Set task
Rewrite every one of the records below, putting "upper-left corner" wherever "top-left corner" occurs and keeping all other text identical.
********
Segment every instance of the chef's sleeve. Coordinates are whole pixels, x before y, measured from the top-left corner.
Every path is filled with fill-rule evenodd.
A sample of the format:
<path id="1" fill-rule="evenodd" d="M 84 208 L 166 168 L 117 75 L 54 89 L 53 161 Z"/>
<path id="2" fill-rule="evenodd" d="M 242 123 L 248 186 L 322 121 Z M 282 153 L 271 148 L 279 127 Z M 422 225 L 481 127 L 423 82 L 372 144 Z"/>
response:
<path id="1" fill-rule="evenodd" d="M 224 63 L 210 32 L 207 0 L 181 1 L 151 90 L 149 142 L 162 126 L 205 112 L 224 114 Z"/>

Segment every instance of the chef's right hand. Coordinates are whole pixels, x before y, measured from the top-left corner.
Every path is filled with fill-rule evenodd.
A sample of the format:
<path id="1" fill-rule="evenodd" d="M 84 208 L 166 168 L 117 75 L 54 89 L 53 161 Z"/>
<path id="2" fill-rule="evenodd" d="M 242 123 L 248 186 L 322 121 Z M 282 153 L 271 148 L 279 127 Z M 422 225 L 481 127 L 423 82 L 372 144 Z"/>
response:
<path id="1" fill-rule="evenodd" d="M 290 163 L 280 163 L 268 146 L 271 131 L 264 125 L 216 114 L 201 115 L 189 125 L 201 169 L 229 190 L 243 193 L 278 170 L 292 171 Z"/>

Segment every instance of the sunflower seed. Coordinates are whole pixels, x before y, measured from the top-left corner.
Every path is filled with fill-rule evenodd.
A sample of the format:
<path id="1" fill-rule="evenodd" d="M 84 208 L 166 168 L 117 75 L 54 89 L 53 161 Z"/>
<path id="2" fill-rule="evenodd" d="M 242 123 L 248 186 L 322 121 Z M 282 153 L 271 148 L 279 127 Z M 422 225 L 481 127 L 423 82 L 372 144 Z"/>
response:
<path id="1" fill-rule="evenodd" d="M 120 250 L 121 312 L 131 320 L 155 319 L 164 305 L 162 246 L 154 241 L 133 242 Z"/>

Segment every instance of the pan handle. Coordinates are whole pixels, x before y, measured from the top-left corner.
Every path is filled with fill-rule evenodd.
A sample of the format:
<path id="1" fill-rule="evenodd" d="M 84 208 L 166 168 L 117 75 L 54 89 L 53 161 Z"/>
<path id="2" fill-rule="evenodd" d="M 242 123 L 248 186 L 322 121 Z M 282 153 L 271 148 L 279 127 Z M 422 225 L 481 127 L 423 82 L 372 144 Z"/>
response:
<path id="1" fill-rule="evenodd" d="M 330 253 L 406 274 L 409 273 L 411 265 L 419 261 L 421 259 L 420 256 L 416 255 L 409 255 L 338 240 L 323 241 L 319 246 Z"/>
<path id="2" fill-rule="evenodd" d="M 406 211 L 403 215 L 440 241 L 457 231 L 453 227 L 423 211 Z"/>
********
Result of the exercise
Segment every instance of the chef's sleeve. Coordinates are whole pixels, x before y, measured from the upper-left corner.
Every path is filled with fill-rule evenodd.
A sample of the format:
<path id="1" fill-rule="evenodd" d="M 84 208 L 166 168 L 117 75 L 54 89 L 53 161 Z"/>
<path id="2" fill-rule="evenodd" d="M 242 123 L 248 186 L 322 121 Z M 282 153 L 271 148 L 279 127 Z M 422 225 L 481 127 L 423 82 L 372 144 Z"/>
response:
<path id="1" fill-rule="evenodd" d="M 224 63 L 210 32 L 207 0 L 181 1 L 151 90 L 149 142 L 162 126 L 205 112 L 224 114 Z"/>

Segment every instance of the chef's right hand. Coordinates are whole pixels, x before y, measured from the upper-left corner.
Every path is filled with fill-rule evenodd.
A sample of the format:
<path id="1" fill-rule="evenodd" d="M 84 208 L 166 168 L 117 75 L 54 89 L 53 161 Z"/>
<path id="2" fill-rule="evenodd" d="M 242 123 L 248 186 L 322 121 Z M 282 153 L 271 148 L 279 127 Z M 422 225 L 481 127 L 423 82 L 372 144 Z"/>
response:
<path id="1" fill-rule="evenodd" d="M 290 163 L 280 163 L 268 146 L 271 131 L 264 125 L 216 114 L 201 115 L 189 125 L 201 169 L 229 190 L 243 193 L 278 170 L 292 171 Z"/>

Segment every instance of the sunflower seed. Coordinates are whole pixels, x before y, measured from the upper-left corner.
Every path is filled with fill-rule evenodd.
A sample of the format:
<path id="1" fill-rule="evenodd" d="M 84 208 L 166 168 L 117 75 L 54 89 L 53 161 Z"/>
<path id="2" fill-rule="evenodd" d="M 242 123 L 248 186 L 322 121 Z M 282 153 L 271 148 L 279 127 Z M 422 225 L 481 127 L 423 82 L 372 144 Z"/>
response:
<path id="1" fill-rule="evenodd" d="M 120 250 L 121 312 L 131 320 L 155 319 L 164 305 L 162 246 L 154 241 L 133 242 Z"/>

Segment every instance of the pan handle. Coordinates are whole pixels, x before y, measured from the upper-left corner.
Every path is filled with fill-rule evenodd.
A sample of the format:
<path id="1" fill-rule="evenodd" d="M 84 208 L 166 168 L 117 75 L 54 89 L 53 161 Z"/>
<path id="2" fill-rule="evenodd" d="M 242 123 L 248 186 L 322 121 Z M 282 153 L 271 148 L 279 127 Z M 422 225 L 481 127 L 423 82 L 372 144 Z"/>
response:
<path id="1" fill-rule="evenodd" d="M 330 253 L 406 274 L 409 273 L 411 265 L 419 261 L 421 259 L 420 256 L 416 255 L 409 255 L 338 240 L 323 241 L 319 246 Z"/>
<path id="2" fill-rule="evenodd" d="M 406 211 L 403 215 L 440 241 L 457 231 L 453 227 L 423 211 Z"/>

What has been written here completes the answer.